• Given problem 1: In the passage about the SAS arrests in Basra, what were the two commandos wearing when they drew police attention?

• Extract provided:
So who is the enemy in your 4th Gen War.. very good question. It would seem that questions like these will become asked more and more as actions by regular military and those of elete or paramilitary factions like the SAS who were caught attempting to destableize the very government the powers that be have set in motion in Basra.
Two British commandos, members of the secretive SAS were arrested by Iraqi police yesterday in the southern Iraqi city of Basra. The two men, dressed in Arab garb and driving an unmarked car, drew the attention of police. As the car was approached, shots were fired. Conflicting reports make the timeline of the exchange of fire unclear, and there are also discrepancies concerning caualties, some saying one policeman was wounded and/or killed, others claiming two police dead, while still others claim none were killed. But what is clear: the two soldiers were taken into custody and questioned by an Iraqi judge.

• Dataset entries:
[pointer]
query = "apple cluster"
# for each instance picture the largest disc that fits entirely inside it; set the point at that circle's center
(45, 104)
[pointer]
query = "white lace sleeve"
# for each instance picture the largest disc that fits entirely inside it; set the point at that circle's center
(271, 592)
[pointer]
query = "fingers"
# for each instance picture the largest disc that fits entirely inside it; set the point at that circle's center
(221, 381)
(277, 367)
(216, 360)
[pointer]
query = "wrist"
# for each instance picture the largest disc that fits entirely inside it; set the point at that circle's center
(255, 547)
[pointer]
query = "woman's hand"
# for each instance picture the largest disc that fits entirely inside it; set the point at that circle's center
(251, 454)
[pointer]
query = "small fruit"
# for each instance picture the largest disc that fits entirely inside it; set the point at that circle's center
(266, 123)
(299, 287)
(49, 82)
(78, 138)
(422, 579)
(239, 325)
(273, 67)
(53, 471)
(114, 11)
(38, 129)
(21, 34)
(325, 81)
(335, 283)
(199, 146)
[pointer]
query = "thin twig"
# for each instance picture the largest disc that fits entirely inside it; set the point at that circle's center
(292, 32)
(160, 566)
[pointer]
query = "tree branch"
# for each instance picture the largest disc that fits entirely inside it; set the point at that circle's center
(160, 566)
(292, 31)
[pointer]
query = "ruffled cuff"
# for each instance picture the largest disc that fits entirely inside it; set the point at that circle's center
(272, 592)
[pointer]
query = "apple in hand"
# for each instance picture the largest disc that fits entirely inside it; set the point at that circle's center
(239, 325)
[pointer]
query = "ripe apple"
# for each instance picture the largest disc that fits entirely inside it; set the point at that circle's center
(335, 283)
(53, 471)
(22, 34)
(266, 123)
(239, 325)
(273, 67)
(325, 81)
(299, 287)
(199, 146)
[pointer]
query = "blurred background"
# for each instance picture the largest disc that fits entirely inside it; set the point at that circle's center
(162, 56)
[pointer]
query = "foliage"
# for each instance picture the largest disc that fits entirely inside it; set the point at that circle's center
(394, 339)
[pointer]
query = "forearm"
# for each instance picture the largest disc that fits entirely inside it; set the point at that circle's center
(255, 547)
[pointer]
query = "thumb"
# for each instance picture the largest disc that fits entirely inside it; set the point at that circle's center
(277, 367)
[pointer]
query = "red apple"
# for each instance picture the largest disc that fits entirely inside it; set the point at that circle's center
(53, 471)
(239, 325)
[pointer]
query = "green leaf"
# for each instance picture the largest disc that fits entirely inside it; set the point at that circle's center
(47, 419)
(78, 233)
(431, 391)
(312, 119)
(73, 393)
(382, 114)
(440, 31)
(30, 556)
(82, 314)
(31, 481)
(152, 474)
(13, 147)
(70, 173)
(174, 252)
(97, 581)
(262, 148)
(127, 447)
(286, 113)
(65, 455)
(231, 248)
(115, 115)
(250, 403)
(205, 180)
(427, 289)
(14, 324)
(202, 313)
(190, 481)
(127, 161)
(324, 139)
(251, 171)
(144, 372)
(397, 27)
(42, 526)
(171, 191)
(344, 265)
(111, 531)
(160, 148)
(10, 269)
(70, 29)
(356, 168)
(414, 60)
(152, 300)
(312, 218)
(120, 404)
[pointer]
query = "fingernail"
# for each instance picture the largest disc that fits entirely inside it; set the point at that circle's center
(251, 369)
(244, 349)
---
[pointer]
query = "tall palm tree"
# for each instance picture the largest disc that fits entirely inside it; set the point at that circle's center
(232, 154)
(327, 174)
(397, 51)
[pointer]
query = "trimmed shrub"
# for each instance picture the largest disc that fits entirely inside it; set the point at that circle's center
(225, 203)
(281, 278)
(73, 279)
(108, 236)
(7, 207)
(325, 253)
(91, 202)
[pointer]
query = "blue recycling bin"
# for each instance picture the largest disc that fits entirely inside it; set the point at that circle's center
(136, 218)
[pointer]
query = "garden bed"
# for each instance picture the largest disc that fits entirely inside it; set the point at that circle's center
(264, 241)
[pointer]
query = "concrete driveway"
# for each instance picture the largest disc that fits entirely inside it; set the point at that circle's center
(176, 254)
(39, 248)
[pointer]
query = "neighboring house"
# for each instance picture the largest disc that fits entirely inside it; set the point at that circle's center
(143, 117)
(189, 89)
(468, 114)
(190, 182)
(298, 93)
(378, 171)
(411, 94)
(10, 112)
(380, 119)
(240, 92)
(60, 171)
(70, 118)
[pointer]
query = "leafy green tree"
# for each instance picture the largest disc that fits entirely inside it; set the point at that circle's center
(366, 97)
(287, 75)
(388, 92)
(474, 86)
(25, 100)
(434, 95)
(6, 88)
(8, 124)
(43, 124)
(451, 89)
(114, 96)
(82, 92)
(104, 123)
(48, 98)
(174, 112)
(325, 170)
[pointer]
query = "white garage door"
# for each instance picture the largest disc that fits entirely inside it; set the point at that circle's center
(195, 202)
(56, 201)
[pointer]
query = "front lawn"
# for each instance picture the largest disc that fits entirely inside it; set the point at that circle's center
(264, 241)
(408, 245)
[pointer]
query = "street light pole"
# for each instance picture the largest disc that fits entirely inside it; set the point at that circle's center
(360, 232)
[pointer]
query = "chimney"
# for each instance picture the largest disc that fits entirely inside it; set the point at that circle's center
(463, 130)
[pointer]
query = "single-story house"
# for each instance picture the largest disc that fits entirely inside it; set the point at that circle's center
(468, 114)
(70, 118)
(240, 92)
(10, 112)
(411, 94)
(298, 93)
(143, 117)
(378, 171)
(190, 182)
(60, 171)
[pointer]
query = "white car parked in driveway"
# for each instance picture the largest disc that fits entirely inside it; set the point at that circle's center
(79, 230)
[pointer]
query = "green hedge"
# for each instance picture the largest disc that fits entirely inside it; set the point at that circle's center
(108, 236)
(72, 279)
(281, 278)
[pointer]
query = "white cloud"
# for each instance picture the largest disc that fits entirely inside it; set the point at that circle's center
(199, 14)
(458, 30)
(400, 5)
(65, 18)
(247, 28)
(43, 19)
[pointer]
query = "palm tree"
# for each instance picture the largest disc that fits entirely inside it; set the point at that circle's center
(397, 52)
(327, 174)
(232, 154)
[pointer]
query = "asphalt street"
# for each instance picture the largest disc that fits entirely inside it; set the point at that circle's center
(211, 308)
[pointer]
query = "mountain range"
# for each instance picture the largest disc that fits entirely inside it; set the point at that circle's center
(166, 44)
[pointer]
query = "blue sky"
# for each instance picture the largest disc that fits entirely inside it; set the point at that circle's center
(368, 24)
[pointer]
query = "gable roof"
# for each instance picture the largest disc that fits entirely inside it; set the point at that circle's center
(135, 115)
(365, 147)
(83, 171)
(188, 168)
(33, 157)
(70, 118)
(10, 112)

• Given problem 2: Count the lines of the entries that contain the string "green", with case mattering, and give only the number.

• Output 1: They were dressed in Arab garb.

• Output 2: 3